# Bi-xenon question - different for "flash" as opposed to hi-beams?



## pmb1010 (Aug 26, 2002)

Sitting at the red light on way home, with nothing else to do... I hit the high beams on my bi-xenons. 
I noticed on the sign across the way that the light was similar to the xenons, that white/blue color.
Then I pulled the lever back in "flash-to-pass" mode - and was quite surprized that light looked to be almost incandescent/regular bulb looking. Tried this a couple of times, and sure enough that was the case between the two... quite a noticable difference.

Now, I can say I didn't get out when I got home to look (forgot) but any body got any explanation for this? does pulling the "flash to pass" lever put on the fog lights???

Vic
'03 330xi Black, Black & other stuff.


----------



## alee (Dec 19, 2001)

The bi-xenons will only activate if the headlights are on (set to low beam) and you activate the high beams.

- DIRECTIVE
Change "lever" to "stalk" in the bi-xenon headlight thread, giving it again from the words "## pmb1010 (Aug" through "Black & other stuff.".

- SOURCE EXCERPT

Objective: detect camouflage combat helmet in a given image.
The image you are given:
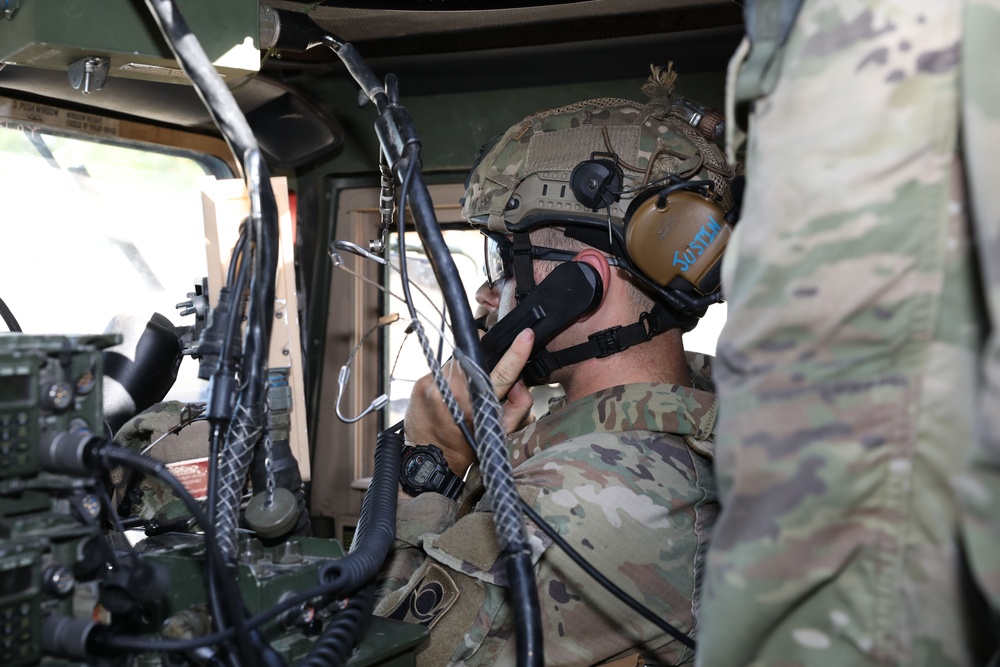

- RESULT OF THIS EXERCISE
## pmb1010 (Aug 26, 2002)

Sitting at the red light on way home, with nothing else to do... I hit the high beams on my bi-xenons. 
I noticed on the sign across the way that the light was similar to the xenons, that white/blue color.
Then I pulled the stalk back in "flash-to-pass" mode - and was quite surprized that light looked to be almost incandescent/regular bulb looking. Tried this a couple of times, and sure enough that was the case between the two... quite a noticable difference.

Now, I can say I didn't get out when I got home to look (forgot) but any body got any explanation for this? does pulling the "flash to pass" stalk put on the fog lights???

Vic
'03 330xi Black, Black & other stuff.